* TASK OBJECTIVE *
Copy the records below word for word, line by line, but leave out the pictures.

* DATA LINES *
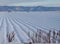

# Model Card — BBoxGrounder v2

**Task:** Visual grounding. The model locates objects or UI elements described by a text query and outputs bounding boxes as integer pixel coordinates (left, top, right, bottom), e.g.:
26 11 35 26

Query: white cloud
0 0 60 6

* THE ANSWER *
# Model Card — BBoxGrounder v2

**Task:** Visual grounding. The model locates objects or UI elements described by a text query and outputs bounding boxes as integer pixel coordinates (left, top, right, bottom), e.g.:
26 11 35 26

Query: white cloud
0 0 60 6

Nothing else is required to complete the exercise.